▶ _Extrait du document_
☆ ☆ ☆
Les mots de Nouri Lajmi, Président de la HAICA et de Karim Ibourki, Président du CSA belge
Après deux années de Jumelage, quel regard portez-vous sur ce projet, de votre collaboration avec la HAICA et votre homologue, le président Nouri Lajmi, et qu’en retirez-vous pour le CSA ?
K.I. : Le Jumelage a été pour nous un projet phare dans la mesure où il a impliqué énormément de collaborateurs du CSA pendant deux ans, et dont la plupart n’avait pas ou peu d’expérience internationale. Ça a été l’occasion de partager notre expérience et notre expertise avec la HAICA, en poursuivant une collaboration initiée par mes prédécesseurs plusieurs années auparavant.
Ce projet a été un enrichissement pour les collaborateurs du CSA. Le renforcement des capacités des collègues de la HAICA dans le contexte postrévolutionnaire n’est pas chose aisée, et ne l’est toujours pas d’ailleurs, étant donné la complexité du paysage audiovisuel et l’exigence de renforcement du rôle de la HAICA dans sa mission de régulation. Le travail que nous avons mené dans le cadre de ce Jumelage a permis de montrer qu’il fallait soutenir cette institution, qu’elle doit asseoir d’autant plus son indépendance que le contexte est particulier.
Au démarrage de ce projet, il y avait la volonté de supporter une institution amie de longue date. Dans cette mesure, je crois que nous avons accompli la mission, bien que la fin, voire une bonne partie du jumelage ait été compliquée par l’épidémie que nous connaissons.
☆ ☆ ☆
▶ _Contenu présenté_

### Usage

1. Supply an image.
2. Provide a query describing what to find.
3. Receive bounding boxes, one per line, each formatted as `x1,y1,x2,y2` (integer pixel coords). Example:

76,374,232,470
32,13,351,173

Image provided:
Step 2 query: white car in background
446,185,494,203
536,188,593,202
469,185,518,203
☆ ☆ ☆
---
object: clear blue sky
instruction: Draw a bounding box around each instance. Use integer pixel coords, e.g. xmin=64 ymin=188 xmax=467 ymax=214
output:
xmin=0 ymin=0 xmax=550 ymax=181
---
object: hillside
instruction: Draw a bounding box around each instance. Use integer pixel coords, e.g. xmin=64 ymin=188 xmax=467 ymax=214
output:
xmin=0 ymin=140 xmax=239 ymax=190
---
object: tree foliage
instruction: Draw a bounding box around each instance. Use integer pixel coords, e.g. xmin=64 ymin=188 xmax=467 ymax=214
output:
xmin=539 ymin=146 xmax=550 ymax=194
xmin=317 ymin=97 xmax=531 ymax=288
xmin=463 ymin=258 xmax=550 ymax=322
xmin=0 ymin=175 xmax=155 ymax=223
☆ ☆ ☆
▶ _Tâches à réaliser_
[1] D'après l'entretien, qu'est-ce qui a compliqué la fin du jumelage ?
[2] Relevez tous les noms de personnes et d'organismes cités dans l'entretien.
Appuyez-vous seulement sur l'entretien pour répondre.

▶ _Les réponses_
[1] L'épidémie a compliqué la fin, voire une bonne partie, du jumelage.

[2] Nouri Lajmi, Karim Ibourki, la HAICA, le CSA belge